### EXERCISE:
Down to the last line, output the records below exactly.

[Items from a dataset]
#####
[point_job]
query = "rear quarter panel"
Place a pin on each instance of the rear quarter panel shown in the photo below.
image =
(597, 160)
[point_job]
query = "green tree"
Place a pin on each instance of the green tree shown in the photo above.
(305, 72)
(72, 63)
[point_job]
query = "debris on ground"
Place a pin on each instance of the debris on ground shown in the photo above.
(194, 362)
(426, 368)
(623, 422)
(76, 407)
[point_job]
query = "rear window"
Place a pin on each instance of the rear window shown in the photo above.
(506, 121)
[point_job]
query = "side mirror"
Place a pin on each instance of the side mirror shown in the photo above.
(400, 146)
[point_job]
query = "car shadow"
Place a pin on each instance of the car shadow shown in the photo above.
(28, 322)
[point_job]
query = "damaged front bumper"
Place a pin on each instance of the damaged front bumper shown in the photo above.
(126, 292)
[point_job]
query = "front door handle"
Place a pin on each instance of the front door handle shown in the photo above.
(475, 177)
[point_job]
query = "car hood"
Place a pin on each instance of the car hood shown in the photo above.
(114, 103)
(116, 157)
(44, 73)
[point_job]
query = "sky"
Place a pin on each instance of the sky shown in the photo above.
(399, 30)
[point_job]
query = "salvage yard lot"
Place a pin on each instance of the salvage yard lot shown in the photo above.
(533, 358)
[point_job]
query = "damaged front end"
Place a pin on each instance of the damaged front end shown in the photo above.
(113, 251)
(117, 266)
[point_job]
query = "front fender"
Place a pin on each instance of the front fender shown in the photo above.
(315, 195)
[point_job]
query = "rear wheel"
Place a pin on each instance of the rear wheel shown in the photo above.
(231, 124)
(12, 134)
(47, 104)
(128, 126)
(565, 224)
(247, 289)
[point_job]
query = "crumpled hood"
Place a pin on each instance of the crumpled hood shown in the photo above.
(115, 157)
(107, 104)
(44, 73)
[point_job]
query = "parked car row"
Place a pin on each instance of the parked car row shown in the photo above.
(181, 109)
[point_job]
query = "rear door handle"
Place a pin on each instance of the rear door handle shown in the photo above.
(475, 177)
#####
### RESPONSE:
[point_job]
query = "rear quarter panel"
Place a pin on each instance of the rear quarter panel shown in the photo below.
image =
(597, 160)
[point_job]
query = "green tree"
Place a pin on each instance of the green tree shown in the photo above.
(305, 72)
(72, 63)
[point_job]
query = "debris on ground"
Place a pin on each instance of the debris on ground shown in the photo above.
(194, 362)
(426, 368)
(623, 422)
(76, 407)
[point_job]
query = "rear window"
Place a pin on each instance of the rear window shown in the photo above.
(506, 121)
[point_job]
query = "side mirror"
Place a pin on each instance of the side mirror shown in the photo above.
(400, 146)
[point_job]
query = "car shadow"
Place a pin on each instance of the car shadow shown in the photo above.
(28, 322)
[point_job]
query = "damaged front bumper"
Place a pin on each instance of the damaged front bumper shown in the photo above.
(126, 292)
[point_job]
query = "front door handle"
Place a pin on each instance of the front door handle shown in the photo above.
(475, 177)
[point_job]
query = "car hood"
Place a pin on each instance of the car hood shown in the photo above.
(114, 103)
(116, 157)
(44, 73)
[point_job]
query = "sky"
Place a pin on each instance of the sky shown in the photo above.
(399, 30)
[point_job]
query = "salvage yard lot"
Place a pin on each instance of the salvage yard lot shown in the photo above.
(533, 358)
[point_job]
query = "damaged front end"
Place a pin on each instance of the damaged front end shown in the photo above.
(113, 251)
(117, 266)
[point_job]
query = "front fender"
Place a pin on each instance of the front fender shown in the photo above.
(315, 195)
[point_job]
query = "rear wheel"
Place a pin on each instance of the rear wheel shown in the photo above.
(231, 124)
(12, 134)
(47, 104)
(128, 126)
(565, 224)
(247, 289)
[point_job]
query = "crumpled hood"
Place a pin on each instance of the crumpled hood shown in the photo above.
(115, 157)
(107, 104)
(44, 73)
[point_job]
query = "parked car row"
Place a pin on each instance of the parked car row shown in the photo above.
(181, 109)
[point_job]
query = "rear door handle"
Place a pin on each instance of the rear door handle shown in the photo above.
(475, 177)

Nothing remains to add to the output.